Task prompt: Count the lines in the material below that contain the string "brick", and reply with that number alone.

Data for processing:
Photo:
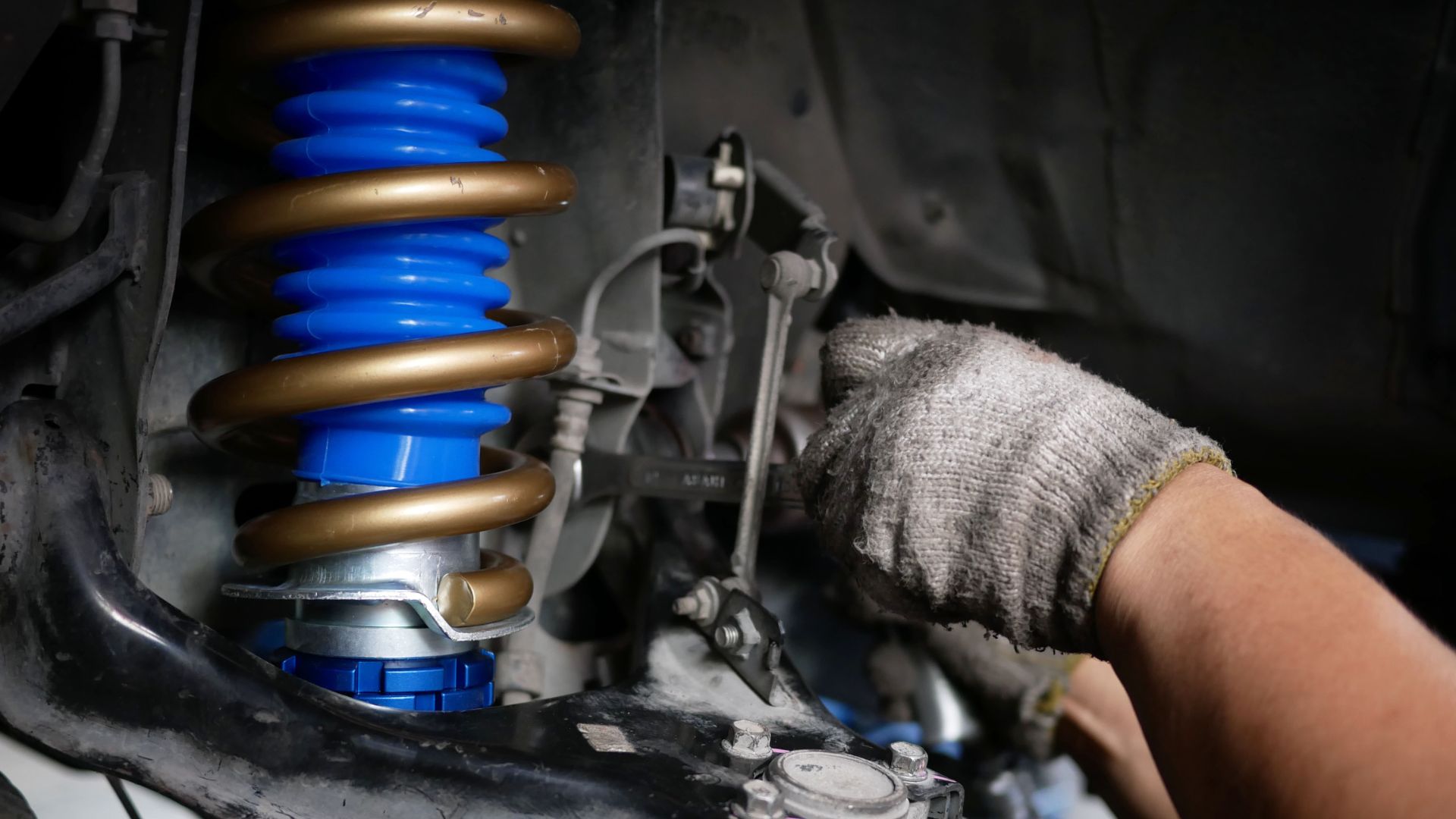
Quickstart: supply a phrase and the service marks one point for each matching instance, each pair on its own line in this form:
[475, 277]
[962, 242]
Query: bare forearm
[1270, 673]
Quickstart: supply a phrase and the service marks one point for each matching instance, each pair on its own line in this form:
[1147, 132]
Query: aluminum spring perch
[398, 331]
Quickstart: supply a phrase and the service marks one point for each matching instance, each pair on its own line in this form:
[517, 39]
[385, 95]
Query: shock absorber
[381, 238]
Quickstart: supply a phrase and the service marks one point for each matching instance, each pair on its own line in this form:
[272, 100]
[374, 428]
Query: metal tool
[606, 474]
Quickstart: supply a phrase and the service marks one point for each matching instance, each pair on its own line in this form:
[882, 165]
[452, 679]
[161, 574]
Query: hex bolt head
[748, 741]
[759, 800]
[728, 637]
[909, 761]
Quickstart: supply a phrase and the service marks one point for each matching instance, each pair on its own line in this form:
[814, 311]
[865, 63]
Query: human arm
[965, 474]
[1270, 673]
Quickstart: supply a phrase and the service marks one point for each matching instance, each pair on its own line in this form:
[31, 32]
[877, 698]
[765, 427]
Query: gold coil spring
[251, 411]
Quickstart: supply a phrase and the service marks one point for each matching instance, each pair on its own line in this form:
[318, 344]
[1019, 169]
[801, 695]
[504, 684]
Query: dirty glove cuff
[965, 474]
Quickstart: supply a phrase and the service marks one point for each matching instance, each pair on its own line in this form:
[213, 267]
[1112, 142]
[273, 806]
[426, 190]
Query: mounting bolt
[159, 494]
[759, 800]
[909, 761]
[728, 637]
[748, 741]
[701, 605]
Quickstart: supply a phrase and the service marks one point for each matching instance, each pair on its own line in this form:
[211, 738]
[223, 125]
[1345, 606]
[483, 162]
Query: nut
[909, 761]
[759, 800]
[748, 741]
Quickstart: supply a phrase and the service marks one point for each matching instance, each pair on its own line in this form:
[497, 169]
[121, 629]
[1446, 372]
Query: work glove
[967, 475]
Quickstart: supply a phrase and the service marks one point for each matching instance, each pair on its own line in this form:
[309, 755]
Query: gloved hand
[967, 475]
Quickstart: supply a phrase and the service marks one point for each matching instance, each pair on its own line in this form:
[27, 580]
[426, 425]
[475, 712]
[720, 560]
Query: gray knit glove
[968, 475]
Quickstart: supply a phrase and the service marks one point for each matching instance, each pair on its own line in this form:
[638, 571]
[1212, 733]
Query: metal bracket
[422, 604]
[746, 634]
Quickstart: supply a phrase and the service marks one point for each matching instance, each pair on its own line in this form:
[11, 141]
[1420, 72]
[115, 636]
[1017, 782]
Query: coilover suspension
[382, 234]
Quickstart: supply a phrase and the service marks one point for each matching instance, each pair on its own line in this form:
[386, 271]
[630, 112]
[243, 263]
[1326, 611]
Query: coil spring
[398, 330]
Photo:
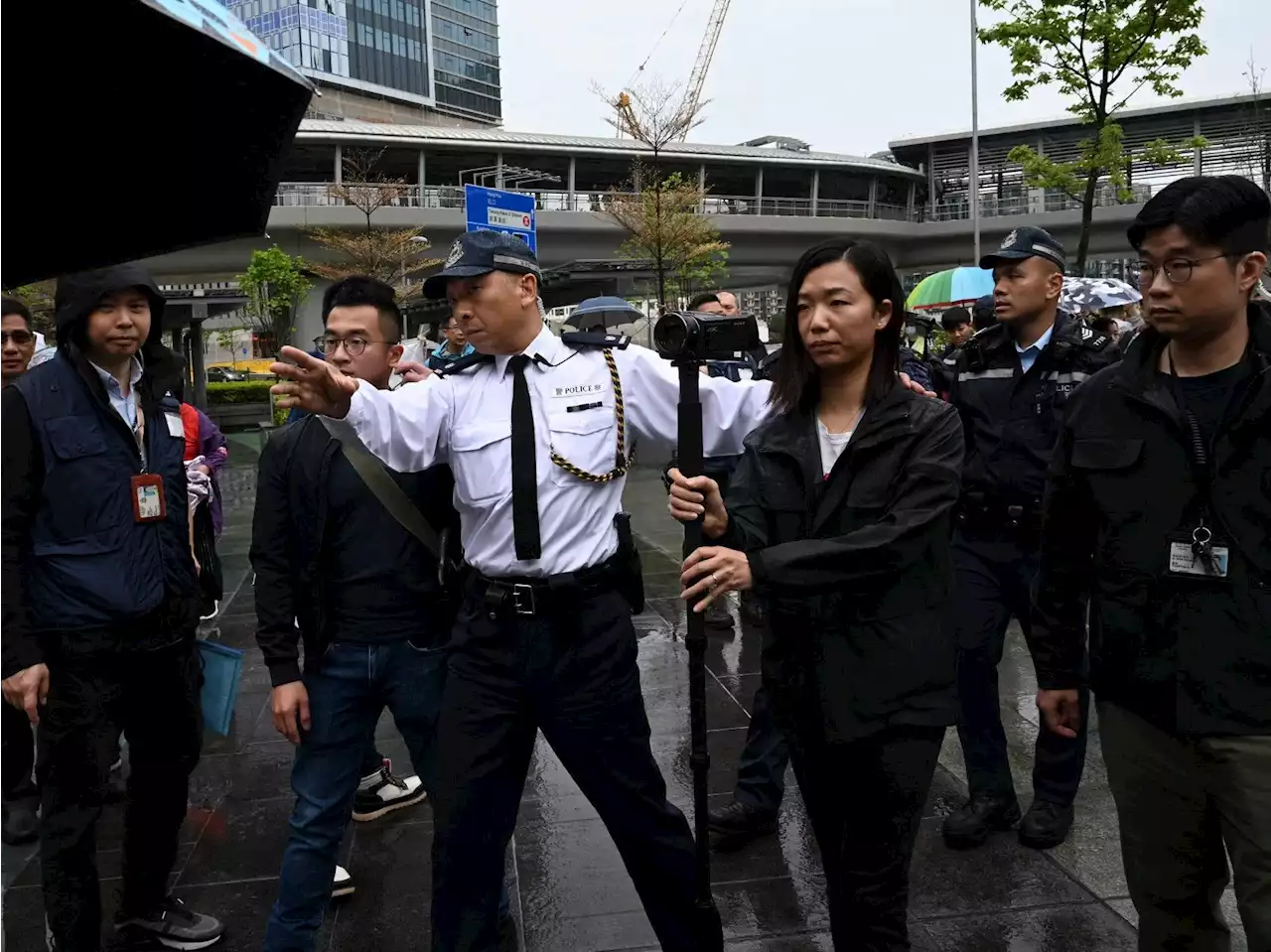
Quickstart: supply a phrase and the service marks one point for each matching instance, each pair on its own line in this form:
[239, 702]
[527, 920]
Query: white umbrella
[1085, 295]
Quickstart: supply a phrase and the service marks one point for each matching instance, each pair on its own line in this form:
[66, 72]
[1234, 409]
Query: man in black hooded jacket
[99, 604]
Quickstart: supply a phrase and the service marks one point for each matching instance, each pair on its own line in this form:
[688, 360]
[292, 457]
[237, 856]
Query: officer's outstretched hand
[695, 498]
[312, 384]
[28, 690]
[1061, 711]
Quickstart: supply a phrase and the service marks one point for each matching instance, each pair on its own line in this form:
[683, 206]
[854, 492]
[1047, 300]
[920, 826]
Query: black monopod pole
[689, 459]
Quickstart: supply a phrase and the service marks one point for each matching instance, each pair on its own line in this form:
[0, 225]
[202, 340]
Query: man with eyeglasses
[17, 340]
[340, 574]
[454, 347]
[1160, 515]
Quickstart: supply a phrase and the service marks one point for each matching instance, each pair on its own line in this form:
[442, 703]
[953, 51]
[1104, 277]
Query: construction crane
[691, 100]
[706, 54]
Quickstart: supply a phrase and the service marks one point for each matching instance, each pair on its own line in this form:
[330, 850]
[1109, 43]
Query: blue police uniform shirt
[1029, 354]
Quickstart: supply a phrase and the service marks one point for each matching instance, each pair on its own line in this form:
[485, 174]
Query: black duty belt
[547, 595]
[979, 511]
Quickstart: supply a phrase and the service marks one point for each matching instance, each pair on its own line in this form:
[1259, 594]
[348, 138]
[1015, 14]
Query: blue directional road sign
[494, 209]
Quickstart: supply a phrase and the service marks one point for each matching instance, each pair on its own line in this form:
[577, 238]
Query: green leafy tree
[1098, 54]
[394, 255]
[661, 213]
[666, 227]
[275, 285]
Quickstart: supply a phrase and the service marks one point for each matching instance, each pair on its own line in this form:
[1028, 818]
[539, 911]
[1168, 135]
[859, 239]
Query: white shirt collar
[136, 370]
[1040, 344]
[545, 344]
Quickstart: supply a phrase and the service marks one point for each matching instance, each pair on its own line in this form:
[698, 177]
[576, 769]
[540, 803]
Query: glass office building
[389, 50]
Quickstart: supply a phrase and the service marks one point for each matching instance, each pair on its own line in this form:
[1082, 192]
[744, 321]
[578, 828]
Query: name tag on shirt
[1185, 562]
[579, 391]
[148, 498]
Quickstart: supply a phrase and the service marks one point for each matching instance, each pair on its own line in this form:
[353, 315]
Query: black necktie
[525, 479]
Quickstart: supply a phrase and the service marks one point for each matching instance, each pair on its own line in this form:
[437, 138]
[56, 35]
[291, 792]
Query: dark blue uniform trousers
[763, 761]
[571, 672]
[995, 572]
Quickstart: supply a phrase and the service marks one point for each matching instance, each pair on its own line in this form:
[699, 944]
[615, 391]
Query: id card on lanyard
[1194, 552]
[149, 503]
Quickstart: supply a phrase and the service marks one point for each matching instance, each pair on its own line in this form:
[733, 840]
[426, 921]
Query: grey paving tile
[1002, 875]
[1088, 927]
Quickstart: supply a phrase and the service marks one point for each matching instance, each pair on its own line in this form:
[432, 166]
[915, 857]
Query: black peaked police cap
[1026, 243]
[476, 253]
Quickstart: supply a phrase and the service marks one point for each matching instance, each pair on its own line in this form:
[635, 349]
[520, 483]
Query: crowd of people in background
[453, 551]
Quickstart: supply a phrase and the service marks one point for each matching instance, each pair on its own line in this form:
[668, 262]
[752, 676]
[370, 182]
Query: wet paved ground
[572, 893]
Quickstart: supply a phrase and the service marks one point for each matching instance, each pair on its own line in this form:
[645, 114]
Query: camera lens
[671, 335]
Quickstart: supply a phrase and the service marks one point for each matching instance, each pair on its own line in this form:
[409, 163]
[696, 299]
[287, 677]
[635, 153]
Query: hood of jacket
[79, 294]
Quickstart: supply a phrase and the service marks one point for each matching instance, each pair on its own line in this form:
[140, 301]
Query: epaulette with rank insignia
[595, 340]
[461, 363]
[1092, 339]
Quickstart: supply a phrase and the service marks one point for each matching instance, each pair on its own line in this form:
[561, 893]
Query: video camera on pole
[689, 340]
[704, 337]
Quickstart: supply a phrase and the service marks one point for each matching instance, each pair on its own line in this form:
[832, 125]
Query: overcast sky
[845, 75]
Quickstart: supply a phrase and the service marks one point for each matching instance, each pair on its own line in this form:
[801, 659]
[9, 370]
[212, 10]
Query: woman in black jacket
[838, 517]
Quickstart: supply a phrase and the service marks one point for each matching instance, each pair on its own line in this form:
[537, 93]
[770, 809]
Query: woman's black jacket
[854, 571]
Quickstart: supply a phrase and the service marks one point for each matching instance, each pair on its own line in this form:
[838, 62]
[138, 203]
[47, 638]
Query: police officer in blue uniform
[99, 604]
[538, 435]
[1011, 384]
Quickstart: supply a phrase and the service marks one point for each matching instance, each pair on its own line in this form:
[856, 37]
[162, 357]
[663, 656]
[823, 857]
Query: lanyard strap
[1198, 450]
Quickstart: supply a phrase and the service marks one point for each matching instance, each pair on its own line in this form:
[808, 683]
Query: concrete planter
[240, 416]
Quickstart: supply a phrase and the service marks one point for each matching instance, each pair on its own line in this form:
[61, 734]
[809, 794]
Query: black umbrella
[139, 127]
[604, 313]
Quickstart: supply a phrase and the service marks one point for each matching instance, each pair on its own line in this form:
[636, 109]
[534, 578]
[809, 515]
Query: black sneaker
[970, 826]
[21, 821]
[173, 925]
[736, 824]
[382, 792]
[344, 884]
[1047, 824]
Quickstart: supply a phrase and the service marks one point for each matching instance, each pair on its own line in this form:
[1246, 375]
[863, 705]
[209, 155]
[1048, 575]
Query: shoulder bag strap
[382, 487]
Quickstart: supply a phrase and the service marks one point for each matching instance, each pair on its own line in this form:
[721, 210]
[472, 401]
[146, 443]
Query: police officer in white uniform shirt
[538, 436]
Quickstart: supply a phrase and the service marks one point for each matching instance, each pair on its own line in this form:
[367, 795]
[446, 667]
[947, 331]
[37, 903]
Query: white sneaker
[382, 792]
[344, 884]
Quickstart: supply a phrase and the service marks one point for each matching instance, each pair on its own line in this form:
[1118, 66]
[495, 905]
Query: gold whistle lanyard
[622, 463]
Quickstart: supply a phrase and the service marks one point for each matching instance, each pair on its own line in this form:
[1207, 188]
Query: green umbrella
[948, 288]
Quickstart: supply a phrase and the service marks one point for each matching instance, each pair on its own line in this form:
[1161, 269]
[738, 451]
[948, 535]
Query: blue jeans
[346, 697]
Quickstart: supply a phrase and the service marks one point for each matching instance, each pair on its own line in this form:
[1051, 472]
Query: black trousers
[995, 576]
[17, 755]
[763, 761]
[572, 674]
[154, 698]
[866, 799]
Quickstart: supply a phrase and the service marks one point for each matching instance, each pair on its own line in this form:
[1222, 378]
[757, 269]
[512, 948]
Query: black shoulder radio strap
[384, 488]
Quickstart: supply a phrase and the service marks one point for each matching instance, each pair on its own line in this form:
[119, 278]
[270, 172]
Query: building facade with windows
[403, 62]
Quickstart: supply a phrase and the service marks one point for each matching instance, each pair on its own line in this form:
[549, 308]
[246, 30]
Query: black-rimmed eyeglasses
[1177, 270]
[353, 345]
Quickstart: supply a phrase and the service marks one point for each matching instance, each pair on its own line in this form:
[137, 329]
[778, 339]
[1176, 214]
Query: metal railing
[994, 207]
[317, 195]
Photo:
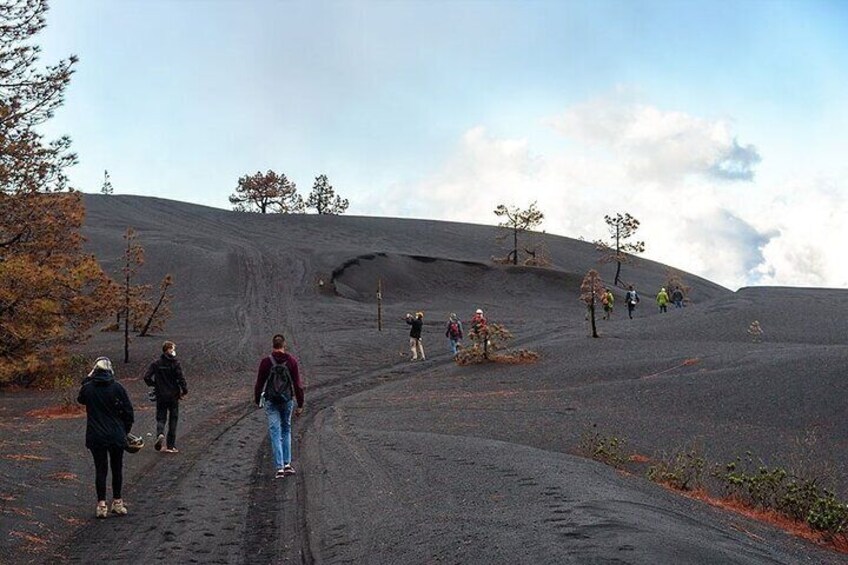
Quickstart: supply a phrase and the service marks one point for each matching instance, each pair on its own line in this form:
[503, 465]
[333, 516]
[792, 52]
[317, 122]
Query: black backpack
[279, 387]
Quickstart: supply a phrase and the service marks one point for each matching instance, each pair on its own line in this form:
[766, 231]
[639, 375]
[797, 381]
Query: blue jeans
[279, 430]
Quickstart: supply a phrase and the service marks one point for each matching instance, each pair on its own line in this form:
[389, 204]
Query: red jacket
[265, 370]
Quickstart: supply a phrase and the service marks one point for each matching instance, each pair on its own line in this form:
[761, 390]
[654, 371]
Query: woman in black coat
[110, 419]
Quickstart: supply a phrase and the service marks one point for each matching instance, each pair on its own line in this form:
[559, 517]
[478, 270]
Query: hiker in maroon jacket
[279, 411]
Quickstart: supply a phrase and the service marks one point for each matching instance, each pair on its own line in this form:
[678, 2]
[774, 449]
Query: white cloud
[668, 169]
[659, 145]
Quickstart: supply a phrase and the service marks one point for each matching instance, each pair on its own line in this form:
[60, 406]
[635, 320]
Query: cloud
[656, 145]
[668, 169]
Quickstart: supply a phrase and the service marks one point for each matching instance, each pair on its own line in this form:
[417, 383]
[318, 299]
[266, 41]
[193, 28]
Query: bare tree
[518, 221]
[133, 259]
[324, 199]
[266, 192]
[618, 250]
[161, 311]
[590, 292]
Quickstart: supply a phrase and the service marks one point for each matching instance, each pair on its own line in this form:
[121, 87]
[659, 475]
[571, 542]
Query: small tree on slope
[266, 192]
[324, 199]
[618, 250]
[518, 221]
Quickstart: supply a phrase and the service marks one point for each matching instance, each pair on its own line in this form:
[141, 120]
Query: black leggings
[102, 457]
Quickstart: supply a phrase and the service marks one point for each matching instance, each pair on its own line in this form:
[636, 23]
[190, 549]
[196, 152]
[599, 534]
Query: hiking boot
[118, 508]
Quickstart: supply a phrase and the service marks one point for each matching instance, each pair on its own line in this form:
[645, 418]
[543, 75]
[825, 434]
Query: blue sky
[445, 109]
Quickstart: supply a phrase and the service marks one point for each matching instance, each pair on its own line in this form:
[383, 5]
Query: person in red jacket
[279, 410]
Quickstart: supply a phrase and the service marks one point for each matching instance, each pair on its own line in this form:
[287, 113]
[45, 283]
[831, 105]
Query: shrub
[606, 449]
[800, 498]
[681, 470]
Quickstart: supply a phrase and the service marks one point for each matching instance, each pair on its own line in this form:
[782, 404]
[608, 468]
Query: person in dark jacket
[454, 332]
[165, 375]
[109, 414]
[279, 412]
[415, 343]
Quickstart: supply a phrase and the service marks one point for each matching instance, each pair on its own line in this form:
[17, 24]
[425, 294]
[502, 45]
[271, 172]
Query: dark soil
[426, 462]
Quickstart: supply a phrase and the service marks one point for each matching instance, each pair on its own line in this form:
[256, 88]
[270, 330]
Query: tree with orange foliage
[51, 293]
[268, 192]
[591, 291]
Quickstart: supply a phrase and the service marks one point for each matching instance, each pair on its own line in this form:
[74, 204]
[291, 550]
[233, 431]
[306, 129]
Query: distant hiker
[480, 330]
[109, 418]
[608, 300]
[278, 385]
[454, 332]
[631, 299]
[415, 343]
[677, 297]
[165, 375]
[662, 300]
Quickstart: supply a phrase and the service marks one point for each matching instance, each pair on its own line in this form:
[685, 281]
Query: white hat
[102, 363]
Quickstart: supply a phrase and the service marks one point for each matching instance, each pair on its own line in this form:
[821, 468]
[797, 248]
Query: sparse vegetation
[618, 250]
[266, 192]
[50, 289]
[485, 346]
[107, 187]
[682, 469]
[755, 331]
[324, 199]
[603, 448]
[518, 221]
[591, 291]
[775, 488]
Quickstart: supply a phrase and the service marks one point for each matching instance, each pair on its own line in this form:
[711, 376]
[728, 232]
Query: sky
[720, 125]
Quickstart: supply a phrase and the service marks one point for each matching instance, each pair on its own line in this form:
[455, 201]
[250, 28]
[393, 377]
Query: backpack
[279, 386]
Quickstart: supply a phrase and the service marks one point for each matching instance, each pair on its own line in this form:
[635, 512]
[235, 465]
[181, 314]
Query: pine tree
[518, 221]
[620, 228]
[107, 184]
[323, 198]
[51, 292]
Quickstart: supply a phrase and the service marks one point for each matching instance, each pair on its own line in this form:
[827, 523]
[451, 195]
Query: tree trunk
[515, 246]
[617, 252]
[592, 316]
[127, 319]
[153, 314]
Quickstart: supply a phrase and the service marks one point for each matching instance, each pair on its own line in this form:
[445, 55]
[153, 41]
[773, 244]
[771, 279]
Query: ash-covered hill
[402, 462]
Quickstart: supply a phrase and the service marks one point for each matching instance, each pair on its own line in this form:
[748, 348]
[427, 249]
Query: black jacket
[415, 330]
[166, 376]
[108, 408]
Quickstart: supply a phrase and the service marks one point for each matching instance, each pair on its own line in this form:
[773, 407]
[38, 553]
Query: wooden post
[380, 305]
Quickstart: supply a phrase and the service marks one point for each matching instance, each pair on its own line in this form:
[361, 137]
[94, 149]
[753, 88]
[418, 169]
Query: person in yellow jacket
[607, 299]
[662, 300]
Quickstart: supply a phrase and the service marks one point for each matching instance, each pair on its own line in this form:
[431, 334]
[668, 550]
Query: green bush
[608, 450]
[776, 489]
[682, 469]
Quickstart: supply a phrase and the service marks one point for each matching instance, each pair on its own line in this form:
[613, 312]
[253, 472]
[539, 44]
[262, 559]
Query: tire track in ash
[172, 516]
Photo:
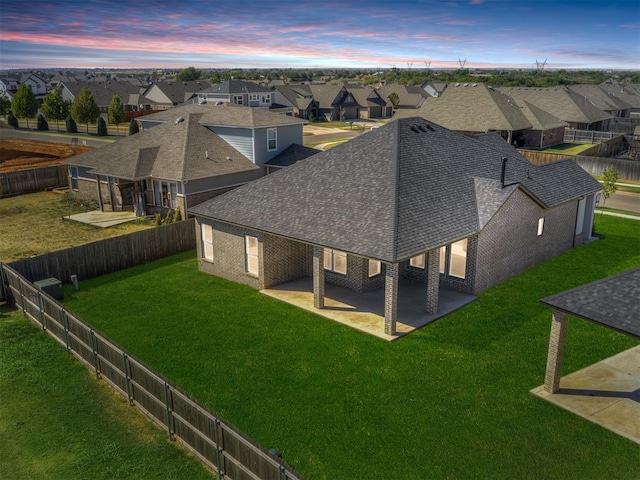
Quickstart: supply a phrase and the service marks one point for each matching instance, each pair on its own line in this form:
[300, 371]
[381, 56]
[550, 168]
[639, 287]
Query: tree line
[83, 109]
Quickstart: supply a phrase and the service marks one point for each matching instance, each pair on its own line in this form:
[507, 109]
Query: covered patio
[607, 393]
[366, 311]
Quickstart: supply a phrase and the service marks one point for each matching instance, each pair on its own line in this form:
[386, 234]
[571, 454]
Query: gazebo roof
[613, 302]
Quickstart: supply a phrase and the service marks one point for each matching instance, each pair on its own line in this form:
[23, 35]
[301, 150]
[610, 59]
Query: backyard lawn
[32, 224]
[448, 401]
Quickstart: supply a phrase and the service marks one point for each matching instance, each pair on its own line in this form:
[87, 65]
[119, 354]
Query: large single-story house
[409, 200]
[186, 155]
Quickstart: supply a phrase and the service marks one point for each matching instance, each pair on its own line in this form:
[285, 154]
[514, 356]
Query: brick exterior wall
[509, 244]
[357, 277]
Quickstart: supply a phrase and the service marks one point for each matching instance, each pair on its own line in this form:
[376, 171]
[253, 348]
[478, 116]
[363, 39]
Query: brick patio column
[556, 350]
[433, 280]
[318, 277]
[391, 298]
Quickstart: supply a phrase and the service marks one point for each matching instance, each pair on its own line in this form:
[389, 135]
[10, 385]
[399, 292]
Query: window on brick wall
[374, 268]
[417, 261]
[458, 259]
[335, 261]
[251, 254]
[272, 139]
[207, 242]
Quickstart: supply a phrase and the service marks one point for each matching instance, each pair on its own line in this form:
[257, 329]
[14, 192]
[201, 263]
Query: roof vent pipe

The reply: 3